Leave out the pictures and repeat the rest of the material exactly.

◆ **Data for processing**:
■ ■ ■ ■ ■ ■ ■

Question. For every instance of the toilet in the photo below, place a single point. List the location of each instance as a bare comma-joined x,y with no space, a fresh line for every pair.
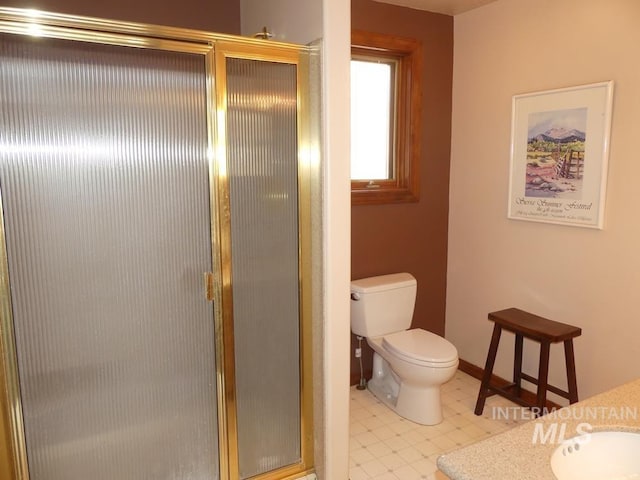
409,365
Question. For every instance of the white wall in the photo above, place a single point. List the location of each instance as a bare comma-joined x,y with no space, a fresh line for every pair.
293,21
336,53
589,278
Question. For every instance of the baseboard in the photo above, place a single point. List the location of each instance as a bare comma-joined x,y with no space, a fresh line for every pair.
355,377
478,372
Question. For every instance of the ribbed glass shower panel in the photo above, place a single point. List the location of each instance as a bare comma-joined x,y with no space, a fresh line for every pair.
104,182
263,183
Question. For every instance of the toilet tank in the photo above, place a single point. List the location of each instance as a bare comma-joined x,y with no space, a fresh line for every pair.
383,304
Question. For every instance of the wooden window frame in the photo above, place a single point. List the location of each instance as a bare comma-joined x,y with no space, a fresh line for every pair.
404,186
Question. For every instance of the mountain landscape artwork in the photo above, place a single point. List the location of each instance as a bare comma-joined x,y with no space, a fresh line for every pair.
556,153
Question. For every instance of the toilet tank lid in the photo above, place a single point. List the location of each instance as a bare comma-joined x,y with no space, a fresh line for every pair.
382,282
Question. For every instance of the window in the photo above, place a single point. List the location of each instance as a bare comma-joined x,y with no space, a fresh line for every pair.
385,118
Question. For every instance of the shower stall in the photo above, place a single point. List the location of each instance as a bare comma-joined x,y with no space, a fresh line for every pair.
154,253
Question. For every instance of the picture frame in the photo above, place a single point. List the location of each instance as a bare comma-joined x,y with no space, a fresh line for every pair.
559,155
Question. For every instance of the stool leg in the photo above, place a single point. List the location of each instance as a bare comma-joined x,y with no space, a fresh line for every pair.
488,369
571,371
517,365
543,373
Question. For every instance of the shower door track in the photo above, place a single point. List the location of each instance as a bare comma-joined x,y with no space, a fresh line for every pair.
215,49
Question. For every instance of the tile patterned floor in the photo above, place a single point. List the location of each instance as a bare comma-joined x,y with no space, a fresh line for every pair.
385,446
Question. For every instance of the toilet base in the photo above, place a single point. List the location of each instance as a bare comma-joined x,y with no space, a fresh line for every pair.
420,404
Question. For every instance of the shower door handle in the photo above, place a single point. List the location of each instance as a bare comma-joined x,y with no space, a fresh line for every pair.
208,286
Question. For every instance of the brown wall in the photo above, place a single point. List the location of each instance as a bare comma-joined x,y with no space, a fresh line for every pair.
220,16
412,237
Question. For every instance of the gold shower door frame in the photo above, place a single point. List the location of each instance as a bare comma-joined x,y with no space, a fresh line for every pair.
215,49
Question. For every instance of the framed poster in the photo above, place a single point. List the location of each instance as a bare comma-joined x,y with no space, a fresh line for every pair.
559,155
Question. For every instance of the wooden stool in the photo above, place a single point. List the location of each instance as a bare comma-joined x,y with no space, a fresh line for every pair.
536,328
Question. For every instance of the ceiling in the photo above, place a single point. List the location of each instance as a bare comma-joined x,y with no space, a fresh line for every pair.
448,7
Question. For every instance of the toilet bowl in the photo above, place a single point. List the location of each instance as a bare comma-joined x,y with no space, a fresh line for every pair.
409,365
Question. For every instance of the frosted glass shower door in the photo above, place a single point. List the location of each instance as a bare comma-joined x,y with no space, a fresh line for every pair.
105,196
263,171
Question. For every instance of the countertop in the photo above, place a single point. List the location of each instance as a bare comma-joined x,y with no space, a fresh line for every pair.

■ ■ ■ ■ ■ ■ ■

◆ **Output of the task**:
Question. For every instance of the toilet in the photo below, place a single point. List the location of each instance as a bare comma-joined x,y with no space, a fresh line for every pair.
409,365
Question. For every instance of the white wall in the photo above, place a single point. List the location of each instance as a bare comma-joined x,y with no space, a fresh line for every pair.
293,21
336,53
589,278
Question. For every instance of the baseboard in the photo above, place a single point. List the location of each instance as a bare comma-joined x,y with no space, a fresh line for every pair.
355,377
478,372
Question. For every instance of the ribbed glass shower panel in the photo above, place a single point. List the location of each instance as a bare comma-joined x,y with no space, a fresh line for every pair.
104,182
263,183
Question. For every instance of the toilet tank in the photo above, place a single point. List the location of each instance as a bare comma-joined x,y with no space, a fresh line for every pair.
383,304
Question. For every instance of the wooden window frame in the photo above, place a single point. List the location of each instance as a bare comma-joined x,y with no space, a fresh line for every pair.
404,186
Question. For every instance of the mountain landscape artwork in the photo above, place a single point. List the location of each instance as a bare comma-joined x,y with no space, a fresh line for every pair.
556,153
Question. For every instance of the toilet tank lid in the photo above, place a single point. List the location of each instance as a bare comma-joined x,y with no space, a fresh line for every pair.
382,282
Question. For every instance of the window in the photo above, place a single point. List the location of each instance as a bare comma-joined x,y with no space, a fresh line for every pair.
385,118
Question. For every instance of the shower stall in the photo above, place a single point. List the location of each instance as a bare comma-joined x,y with no space, a fresh line for every pair.
154,253
Question. For every instance of the picture frame in the photo above, place a single point. List the location of each instance as a bare comma-joined x,y with no space, a fresh line for every pair.
559,155
Question. For every instance of the stool leg in the photo above, place a single point. List the location of each instance as a bare comma-joined x,y with no space, a fresh line for every pair.
488,369
571,371
517,365
543,373
Question. For every instance of the shower door track in the photo above, place a single point. List the location of each instance as a bare comma-joined x,y with no space, a fresh line for every pair.
215,49
Question. For every instance of the tile patterned floor in the photo above, place a single point. List the location of each instance as a bare comma-joined x,y with no space, a fresh line for every pair.
385,446
Question. For every instance of the toilet base in the photo above, place a single point. List the location of each instance as a bare comma-joined x,y with no space, a fresh line for every pair.
420,404
Question. For every instance of the shower door handle in the photo above, place a single point. List the location of each instance as a bare comma-joined x,y with no space, a fresh line for every pair.
208,286
Question. For every instance of the brown wall in the photo above, place a single point. List the location of each instance as a bare comma-joined x,y with no space, a fresh line for every pair.
220,16
412,237
Question. For every instance of the gold shower door frame in the photo above, place a single point. List the location of each instance as a bare comma-joined x,y with no space, a fresh line for every pair.
215,49
Question. For every instance of the framed poster in the photo above, place a single point. List the location of each instance as a bare comma-joined x,y with no space, a fresh line for every pair.
559,155
Question. For every instance of the wooden stool in the photo above, place a single point. List the location of each instance as a bare comma-joined x,y with no space, a fresh line for every pair.
536,328
Question. For every instance of the ceiling in the photo above, place a single point. List the location of each instance as a bare comma-joined x,y with no space, a fresh line for every pair.
448,7
Question. For every instance of the toilet bowl in the photo above, place a single point. List the location of each instance as a bare comma-joined x,y with no space, a fresh line for every pair.
409,365
Question. For every instance of the frosted glass shower door in the photo above, place a single point. List the location of each instance as a bare comma-joined x,y with no space, a fresh line for every pair.
105,196
263,171
Question. For every instance of the countertop in the photo above, place a single point. List the location of each instance as a bare comma-joined x,y with no space, a fresh line for every pair.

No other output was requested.